[Location identification entries]
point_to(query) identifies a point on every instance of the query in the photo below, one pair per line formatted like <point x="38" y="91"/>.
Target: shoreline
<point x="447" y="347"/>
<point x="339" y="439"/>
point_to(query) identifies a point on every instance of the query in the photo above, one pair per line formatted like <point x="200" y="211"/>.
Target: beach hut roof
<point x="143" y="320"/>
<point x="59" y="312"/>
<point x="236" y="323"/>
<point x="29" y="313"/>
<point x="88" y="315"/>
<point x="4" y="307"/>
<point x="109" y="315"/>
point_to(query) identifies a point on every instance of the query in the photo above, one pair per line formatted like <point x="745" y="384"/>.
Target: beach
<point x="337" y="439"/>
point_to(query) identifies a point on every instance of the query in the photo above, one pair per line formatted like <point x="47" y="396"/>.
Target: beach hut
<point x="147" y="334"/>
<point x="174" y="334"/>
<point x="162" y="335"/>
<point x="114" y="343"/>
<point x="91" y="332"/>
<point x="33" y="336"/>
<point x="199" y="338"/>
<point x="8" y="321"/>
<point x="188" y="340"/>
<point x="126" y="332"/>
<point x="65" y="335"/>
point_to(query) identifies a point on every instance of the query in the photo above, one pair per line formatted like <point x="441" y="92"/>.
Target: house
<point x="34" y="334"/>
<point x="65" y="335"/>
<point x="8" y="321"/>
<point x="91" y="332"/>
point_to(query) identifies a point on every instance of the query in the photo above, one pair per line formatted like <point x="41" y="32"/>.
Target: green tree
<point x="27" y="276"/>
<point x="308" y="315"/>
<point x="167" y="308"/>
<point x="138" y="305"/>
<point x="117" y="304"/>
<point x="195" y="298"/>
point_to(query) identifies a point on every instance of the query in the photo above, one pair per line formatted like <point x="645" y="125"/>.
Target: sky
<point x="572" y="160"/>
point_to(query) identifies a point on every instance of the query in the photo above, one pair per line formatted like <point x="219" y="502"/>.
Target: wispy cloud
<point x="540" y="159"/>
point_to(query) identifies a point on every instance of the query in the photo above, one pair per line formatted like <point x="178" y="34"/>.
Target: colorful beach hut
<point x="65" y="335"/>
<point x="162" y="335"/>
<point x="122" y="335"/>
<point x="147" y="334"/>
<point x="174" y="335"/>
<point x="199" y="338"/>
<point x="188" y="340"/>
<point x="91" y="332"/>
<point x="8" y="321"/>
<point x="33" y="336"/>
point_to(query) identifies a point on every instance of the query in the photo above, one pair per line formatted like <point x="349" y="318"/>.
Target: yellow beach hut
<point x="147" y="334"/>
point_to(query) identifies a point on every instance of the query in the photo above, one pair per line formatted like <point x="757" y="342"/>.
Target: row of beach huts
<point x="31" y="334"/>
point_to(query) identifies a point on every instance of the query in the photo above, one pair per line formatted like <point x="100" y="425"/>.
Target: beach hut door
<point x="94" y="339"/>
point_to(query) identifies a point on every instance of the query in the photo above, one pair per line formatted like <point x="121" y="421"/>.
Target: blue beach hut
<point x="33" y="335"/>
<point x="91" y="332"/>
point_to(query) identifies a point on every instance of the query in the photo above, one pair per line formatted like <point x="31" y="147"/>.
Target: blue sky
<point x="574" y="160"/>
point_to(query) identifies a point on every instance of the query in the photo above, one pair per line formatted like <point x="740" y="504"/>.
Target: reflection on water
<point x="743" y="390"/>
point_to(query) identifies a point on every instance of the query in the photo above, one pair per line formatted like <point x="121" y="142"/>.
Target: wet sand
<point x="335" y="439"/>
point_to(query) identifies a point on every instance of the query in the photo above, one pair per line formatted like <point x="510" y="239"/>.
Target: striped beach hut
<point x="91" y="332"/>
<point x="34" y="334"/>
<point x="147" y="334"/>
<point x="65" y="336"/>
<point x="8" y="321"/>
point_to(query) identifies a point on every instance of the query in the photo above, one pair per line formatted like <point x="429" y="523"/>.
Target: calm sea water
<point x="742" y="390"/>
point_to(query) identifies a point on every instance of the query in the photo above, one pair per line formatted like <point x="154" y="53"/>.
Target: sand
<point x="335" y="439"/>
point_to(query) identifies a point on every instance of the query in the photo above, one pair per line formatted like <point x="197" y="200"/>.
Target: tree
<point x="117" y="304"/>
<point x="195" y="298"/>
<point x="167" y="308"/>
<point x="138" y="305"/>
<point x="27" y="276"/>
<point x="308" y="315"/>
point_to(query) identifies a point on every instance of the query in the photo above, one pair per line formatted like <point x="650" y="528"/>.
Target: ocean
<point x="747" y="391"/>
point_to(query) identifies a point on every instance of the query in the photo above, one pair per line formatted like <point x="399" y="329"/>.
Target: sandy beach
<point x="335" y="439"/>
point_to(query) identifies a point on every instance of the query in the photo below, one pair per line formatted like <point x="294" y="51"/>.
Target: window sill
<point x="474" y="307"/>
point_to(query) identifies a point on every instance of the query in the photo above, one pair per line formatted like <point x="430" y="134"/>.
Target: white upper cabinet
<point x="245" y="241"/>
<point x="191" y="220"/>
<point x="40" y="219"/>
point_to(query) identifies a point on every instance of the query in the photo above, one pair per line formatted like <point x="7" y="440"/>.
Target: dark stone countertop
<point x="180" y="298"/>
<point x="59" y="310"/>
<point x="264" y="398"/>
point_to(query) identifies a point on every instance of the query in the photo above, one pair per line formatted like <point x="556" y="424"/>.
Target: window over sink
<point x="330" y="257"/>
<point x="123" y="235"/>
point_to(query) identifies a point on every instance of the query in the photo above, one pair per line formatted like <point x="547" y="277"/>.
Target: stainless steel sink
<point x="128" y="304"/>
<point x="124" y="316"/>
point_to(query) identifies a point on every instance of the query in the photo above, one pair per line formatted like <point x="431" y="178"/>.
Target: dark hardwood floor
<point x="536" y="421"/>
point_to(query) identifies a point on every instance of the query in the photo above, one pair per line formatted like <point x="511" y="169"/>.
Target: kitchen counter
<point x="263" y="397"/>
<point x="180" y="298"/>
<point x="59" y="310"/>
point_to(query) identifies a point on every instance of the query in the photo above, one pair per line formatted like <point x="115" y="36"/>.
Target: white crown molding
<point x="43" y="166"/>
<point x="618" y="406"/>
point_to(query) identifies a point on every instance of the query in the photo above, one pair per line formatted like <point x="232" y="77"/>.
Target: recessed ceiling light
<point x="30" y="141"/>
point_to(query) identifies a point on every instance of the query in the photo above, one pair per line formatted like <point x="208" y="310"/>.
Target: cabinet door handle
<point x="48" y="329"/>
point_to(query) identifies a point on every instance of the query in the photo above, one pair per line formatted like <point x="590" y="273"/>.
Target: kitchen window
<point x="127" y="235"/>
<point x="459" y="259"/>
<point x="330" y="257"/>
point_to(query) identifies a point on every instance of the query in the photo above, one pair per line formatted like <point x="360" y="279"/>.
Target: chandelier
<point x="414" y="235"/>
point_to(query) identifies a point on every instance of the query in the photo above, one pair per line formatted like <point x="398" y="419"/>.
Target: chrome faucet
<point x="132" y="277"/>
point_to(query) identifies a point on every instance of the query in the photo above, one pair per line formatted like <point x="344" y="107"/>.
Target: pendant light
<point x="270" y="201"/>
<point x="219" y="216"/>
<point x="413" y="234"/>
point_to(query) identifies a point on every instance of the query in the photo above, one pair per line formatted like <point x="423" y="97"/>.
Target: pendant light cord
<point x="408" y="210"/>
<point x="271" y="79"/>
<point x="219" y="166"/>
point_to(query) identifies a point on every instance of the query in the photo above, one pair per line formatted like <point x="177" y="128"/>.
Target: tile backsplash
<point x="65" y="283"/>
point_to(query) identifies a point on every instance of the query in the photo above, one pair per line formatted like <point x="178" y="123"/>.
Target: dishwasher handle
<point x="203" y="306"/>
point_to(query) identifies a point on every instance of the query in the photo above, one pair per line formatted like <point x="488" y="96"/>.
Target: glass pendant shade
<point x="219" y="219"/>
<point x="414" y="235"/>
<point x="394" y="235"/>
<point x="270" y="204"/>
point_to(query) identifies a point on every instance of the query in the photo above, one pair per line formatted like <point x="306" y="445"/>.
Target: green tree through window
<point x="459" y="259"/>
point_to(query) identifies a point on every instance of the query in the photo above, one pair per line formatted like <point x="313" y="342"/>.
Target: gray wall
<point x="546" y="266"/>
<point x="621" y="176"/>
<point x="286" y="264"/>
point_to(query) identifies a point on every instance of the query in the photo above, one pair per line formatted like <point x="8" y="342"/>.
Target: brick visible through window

THE REQUEST: From the data above, pull out each line that includes the word "beach" and list those lines.

COMPLETED EXERCISE:
Target: beach hut roof
Target: beach
Target: beach hut
Target: colorful beach hut
Target: yellow beach hut
Target: row of beach huts
Target: beach hut door
Target: blue beach hut
Target: striped beach hut
Target: sandy beach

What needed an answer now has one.